» Description of the task: No images, please. Copy each entry below exactly as it reads.
—————
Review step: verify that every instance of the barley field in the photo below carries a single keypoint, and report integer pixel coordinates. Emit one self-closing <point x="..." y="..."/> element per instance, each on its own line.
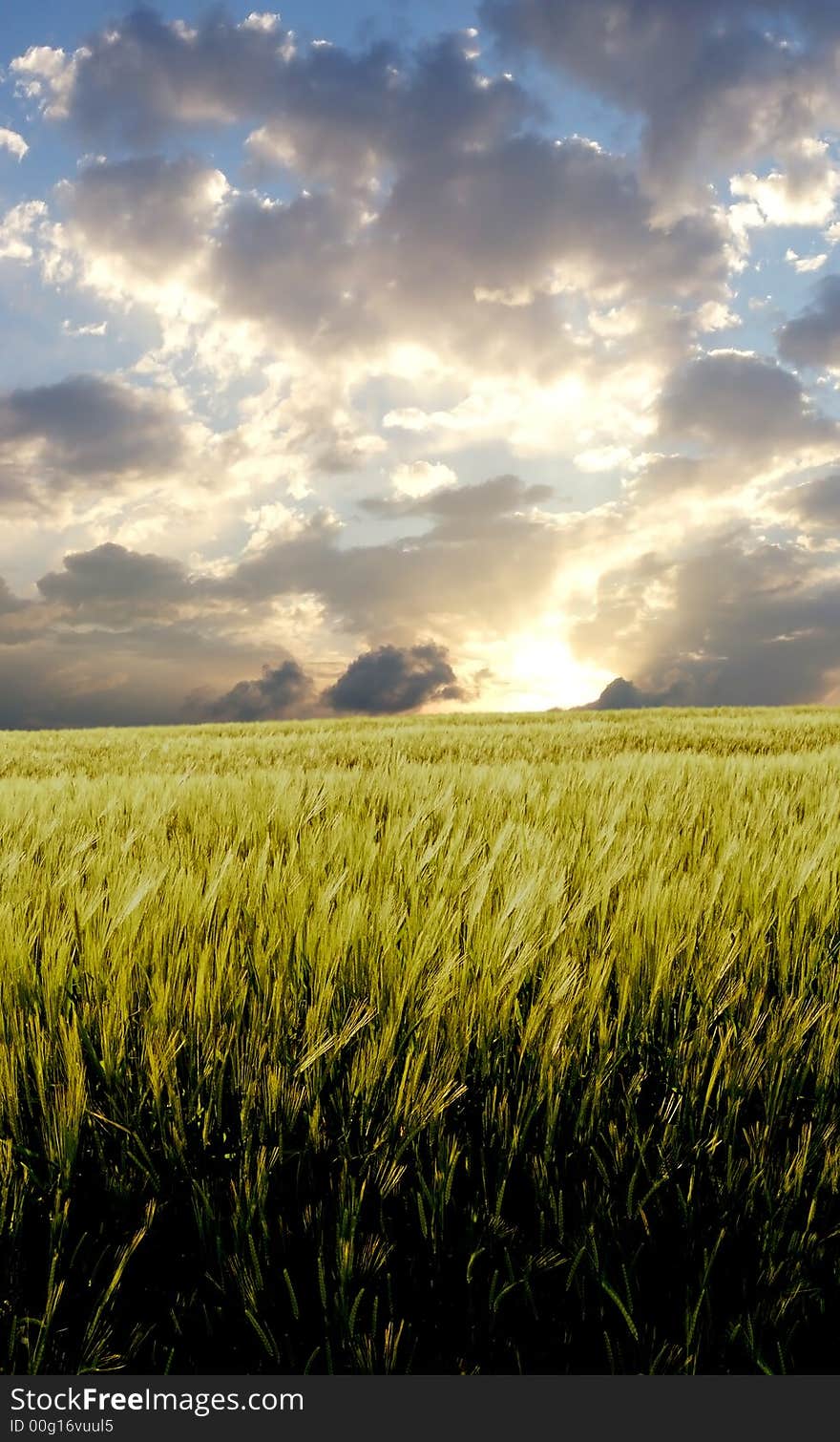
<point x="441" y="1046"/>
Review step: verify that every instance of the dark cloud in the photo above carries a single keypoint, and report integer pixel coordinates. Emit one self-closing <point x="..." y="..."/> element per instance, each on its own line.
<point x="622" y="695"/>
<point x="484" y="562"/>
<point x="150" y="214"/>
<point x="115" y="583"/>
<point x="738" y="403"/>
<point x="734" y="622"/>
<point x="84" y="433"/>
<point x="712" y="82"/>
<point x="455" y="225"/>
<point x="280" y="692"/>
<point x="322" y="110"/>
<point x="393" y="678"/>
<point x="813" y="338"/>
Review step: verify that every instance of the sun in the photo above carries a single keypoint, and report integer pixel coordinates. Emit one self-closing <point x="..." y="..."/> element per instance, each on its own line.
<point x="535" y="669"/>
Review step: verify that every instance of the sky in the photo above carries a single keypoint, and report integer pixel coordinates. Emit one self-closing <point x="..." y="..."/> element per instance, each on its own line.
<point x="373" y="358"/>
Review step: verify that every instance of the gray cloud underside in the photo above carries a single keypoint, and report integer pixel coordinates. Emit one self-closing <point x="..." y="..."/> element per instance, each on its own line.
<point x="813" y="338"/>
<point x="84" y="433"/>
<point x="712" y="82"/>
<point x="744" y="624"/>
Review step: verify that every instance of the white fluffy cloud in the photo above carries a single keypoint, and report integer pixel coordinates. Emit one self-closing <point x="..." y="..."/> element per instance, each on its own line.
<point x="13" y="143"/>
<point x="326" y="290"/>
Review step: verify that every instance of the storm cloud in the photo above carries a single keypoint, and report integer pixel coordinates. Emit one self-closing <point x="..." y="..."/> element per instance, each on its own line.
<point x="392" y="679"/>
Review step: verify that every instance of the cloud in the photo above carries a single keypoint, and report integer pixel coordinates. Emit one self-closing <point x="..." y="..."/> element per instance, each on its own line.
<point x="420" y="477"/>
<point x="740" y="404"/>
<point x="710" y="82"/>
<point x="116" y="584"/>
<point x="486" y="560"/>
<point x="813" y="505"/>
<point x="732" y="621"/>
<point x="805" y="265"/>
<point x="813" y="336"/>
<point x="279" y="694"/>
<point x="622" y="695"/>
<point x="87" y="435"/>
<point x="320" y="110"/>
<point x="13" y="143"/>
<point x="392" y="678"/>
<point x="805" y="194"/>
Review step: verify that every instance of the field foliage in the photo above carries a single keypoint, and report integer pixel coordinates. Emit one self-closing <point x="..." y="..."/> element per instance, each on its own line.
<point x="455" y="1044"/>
—————
» Task response:
Review step: verify that every instance of the barley field in the photo below carries a single keypoint, and report integer pixel coordinates. Emit one self-closing <point x="..." y="..."/> element per instance, each on its own line.
<point x="441" y="1046"/>
Review step: verify that every instance of the dark cloud in the photo above carries a single keypoint, and report integer pixel coordinates. Emit one self-closing <point x="..." y="..."/> element per instance, each on its own line.
<point x="622" y="695"/>
<point x="484" y="562"/>
<point x="150" y="214"/>
<point x="115" y="583"/>
<point x="738" y="403"/>
<point x="734" y="622"/>
<point x="84" y="433"/>
<point x="712" y="82"/>
<point x="455" y="225"/>
<point x="280" y="692"/>
<point x="322" y="110"/>
<point x="393" y="678"/>
<point x="813" y="338"/>
Review step: verify that every instance of the sun in the photo above carries a single keypoint, and report integer pixel coordinates. Emit one self-closing <point x="..." y="..."/> element per instance, each on its own line.
<point x="535" y="669"/>
Review step: verify that every instance of the sky in the photo above carries a single keypoint, and report integer pixel coordinates. Emit one self-closing <point x="..." y="..."/> element per instance, each on its own line.
<point x="373" y="358"/>
Review step: verify that every instance of the gray cloud underside in the photo above carries a single keypoint, and report integer pixel coordinates. Emit one self-closing <point x="..." y="..."/> element per instance, each on its own line.
<point x="813" y="338"/>
<point x="84" y="433"/>
<point x="712" y="82"/>
<point x="744" y="624"/>
Review step: verify that every instance of the white fluffy cloud in the photo above carries a single keypoint, and report integer pixel coordinates. Emit one self-closing <point x="..." y="..."/> element per instance, each on its own line.
<point x="13" y="143"/>
<point x="326" y="290"/>
Review step: verify that every instance of the storm cloud in the photo above carries a single keypoint, and report integer pixel coordinates. Emit one self-closing <point x="..." y="..."/> element per instance, each on its own line.
<point x="392" y="679"/>
Review step: verify that every instance of the cloud in the photo above carries a single keypoint, and report integer pixel coordinates. Emit one self-closing <point x="..." y="..."/> element per instance, each on its own line.
<point x="420" y="477"/>
<point x="740" y="404"/>
<point x="710" y="82"/>
<point x="116" y="584"/>
<point x="486" y="560"/>
<point x="813" y="505"/>
<point x="732" y="621"/>
<point x="805" y="265"/>
<point x="813" y="336"/>
<point x="279" y="694"/>
<point x="622" y="695"/>
<point x="87" y="435"/>
<point x="320" y="110"/>
<point x="13" y="143"/>
<point x="392" y="678"/>
<point x="805" y="194"/>
Review step: verify that every instance of the field foliage in the photo above carries a single keypoint, and report integer pixel coordinates. Emit one self-closing <point x="..." y="..."/> element per instance, each on its own line.
<point x="455" y="1044"/>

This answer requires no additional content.